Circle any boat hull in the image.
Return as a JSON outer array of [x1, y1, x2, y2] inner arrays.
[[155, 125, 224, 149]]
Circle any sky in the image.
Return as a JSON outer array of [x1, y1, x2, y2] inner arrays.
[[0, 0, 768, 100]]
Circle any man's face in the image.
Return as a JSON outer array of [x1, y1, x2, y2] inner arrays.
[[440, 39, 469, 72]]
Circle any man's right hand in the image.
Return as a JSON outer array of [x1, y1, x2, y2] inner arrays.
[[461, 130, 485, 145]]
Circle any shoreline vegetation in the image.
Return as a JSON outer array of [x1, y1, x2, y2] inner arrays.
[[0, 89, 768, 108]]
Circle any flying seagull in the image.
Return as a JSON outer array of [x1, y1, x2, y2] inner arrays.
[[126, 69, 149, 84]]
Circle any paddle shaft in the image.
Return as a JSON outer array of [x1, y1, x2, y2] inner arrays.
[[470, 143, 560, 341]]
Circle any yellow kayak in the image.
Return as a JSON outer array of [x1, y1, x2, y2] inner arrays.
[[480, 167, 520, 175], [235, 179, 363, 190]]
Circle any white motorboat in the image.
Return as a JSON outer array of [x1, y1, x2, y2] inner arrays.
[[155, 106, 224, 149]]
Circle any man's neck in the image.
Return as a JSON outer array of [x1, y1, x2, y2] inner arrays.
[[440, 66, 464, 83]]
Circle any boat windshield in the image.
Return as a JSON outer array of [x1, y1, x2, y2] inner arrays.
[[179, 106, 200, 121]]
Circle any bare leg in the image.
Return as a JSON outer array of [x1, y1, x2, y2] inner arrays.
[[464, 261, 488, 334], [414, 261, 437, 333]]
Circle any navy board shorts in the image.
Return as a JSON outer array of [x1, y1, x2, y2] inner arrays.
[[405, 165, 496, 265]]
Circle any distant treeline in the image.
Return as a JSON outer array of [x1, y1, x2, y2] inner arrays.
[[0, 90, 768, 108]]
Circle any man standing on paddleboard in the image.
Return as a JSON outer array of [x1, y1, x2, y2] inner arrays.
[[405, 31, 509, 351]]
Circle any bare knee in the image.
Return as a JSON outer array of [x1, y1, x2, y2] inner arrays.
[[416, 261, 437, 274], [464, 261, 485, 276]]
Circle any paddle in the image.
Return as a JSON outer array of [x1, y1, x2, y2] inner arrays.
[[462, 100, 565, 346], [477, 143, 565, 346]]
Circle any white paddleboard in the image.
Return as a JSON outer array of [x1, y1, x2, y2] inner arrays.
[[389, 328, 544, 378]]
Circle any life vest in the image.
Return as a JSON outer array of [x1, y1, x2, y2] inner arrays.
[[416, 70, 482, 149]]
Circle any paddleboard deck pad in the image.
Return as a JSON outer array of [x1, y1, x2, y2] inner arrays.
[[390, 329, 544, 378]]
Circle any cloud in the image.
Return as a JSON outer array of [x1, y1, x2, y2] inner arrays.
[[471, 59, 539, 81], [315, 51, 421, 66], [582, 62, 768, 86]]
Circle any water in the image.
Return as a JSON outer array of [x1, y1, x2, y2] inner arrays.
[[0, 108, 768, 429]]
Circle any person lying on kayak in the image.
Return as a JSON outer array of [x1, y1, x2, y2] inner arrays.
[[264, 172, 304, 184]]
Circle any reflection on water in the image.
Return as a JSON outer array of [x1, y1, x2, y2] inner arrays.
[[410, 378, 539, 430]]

-------

Exercise details »
Lay out all the rows above as a two-column CSV with the header instruction,boxes and one line per row. Put each row's text under instruction and its answer under boxes, with every field in double quotes and line breaks replaced by spaces.

Written solution »
instruction,boxes
"Circle any boat hull in the image. Return as a JSON outer array of [x1, y1, x2, y2] inner arrays.","[[155, 125, 224, 149]]"
"Circle any sky in the image. Return as a JSON outer array of [x1, y1, x2, y2] inner arrays.","[[0, 0, 768, 100]]"
"Circle any man's face in the image. Return as a JSON outer array of [x1, y1, x2, y2] inner arrays.","[[440, 39, 469, 72]]"
"Circle any man's right hand in the image. Return as a JSON outer array of [x1, y1, x2, y2] inner arrays.","[[461, 130, 485, 145]]"
"Circle any shoreline vegetation in the image. Return as a JSON outer array of [x1, y1, x2, y2] inner arrays.","[[0, 89, 768, 108]]"
"Circle any flying seagull in the image. Return as a JSON outer array of [x1, y1, x2, y2] inner arrays.","[[126, 69, 149, 84]]"
"Circle any paddle shaft in the image. Return as a JSON outer array of [x1, y1, x2, y2] inner arrays.","[[470, 143, 560, 341]]"
"Circle any yellow kayak in the image. Return as a JSON outer array of [x1, y1, x2, y2] inner arrays.","[[480, 167, 520, 175], [235, 179, 363, 190]]"
"Circle any white motorboat in the image. Return as a JSON outer array of [x1, y1, x2, y2] inner arrays.","[[155, 106, 224, 149]]"
"Circle any man's neck in the image. Return as a JSON outer array of [x1, y1, x2, y2] inner arrays.","[[440, 66, 464, 83]]"
"Circle any boat windshield in the image. Return as a JSON outer array of [x1, y1, x2, y2] inner arrays.","[[179, 106, 200, 121]]"
"Circle any bare leg in the image. Return as a JSON outer array of [x1, y1, x2, y2] inner arrays.","[[464, 261, 488, 334], [414, 261, 437, 333]]"
"Circle any navy board shorts in the image. Return as a JSON outer array of [x1, y1, x2, y2] inner arrays.","[[405, 165, 496, 265]]"
"Circle any distant treeline in the image. Return as a JSON outer array of [x1, y1, x2, y2] inner arrays.","[[0, 90, 768, 108]]"
"Circle any man standing on paddleboard in the image. Return as a JSON outer array of [x1, y1, x2, y2] inner arrays.","[[405, 31, 509, 351]]"
"Circle any bare knee in the image. Return as a JSON outer array of [x1, y1, x2, y2] inner arrays.","[[416, 261, 437, 274], [464, 261, 485, 276]]"
"Circle any paddle in the image. Return as a JSON outer array of [x1, y1, x2, y2] inner arrays.","[[462, 100, 565, 346], [477, 143, 565, 346]]"
"Circle any white paddleboard in the image. Return as a JSON outer array of [x1, y1, x2, y2] inner arrays.","[[389, 328, 544, 378]]"
"Circle any life vest in the image. Return as a JSON outer array of [x1, y1, x2, y2] inner arrays.","[[416, 70, 482, 149]]"
"Circle any paddleboard deck pad in the image. Return as a JSON outer array of [x1, y1, x2, y2] inner arrays.","[[390, 329, 544, 378]]"
"Circle any cloud in the image. Return as a JSON outer array of [x1, y1, x2, y2] inner arrays.","[[471, 59, 539, 81], [315, 51, 421, 66], [582, 62, 768, 86]]"
"Circle any water in the image. Return as a JSON outer array of [x1, y1, x2, y2] inner arrays.","[[0, 108, 768, 429]]"
"Circle any person lying on kayak in the image. Return as a JSON outer array of [x1, y1, x2, y2] inner arrays.","[[264, 172, 304, 184]]"
"Circle any reflection on water in the image. Return as a JSON outer array of [x1, y1, x2, y2] inner arrays.","[[410, 378, 539, 430]]"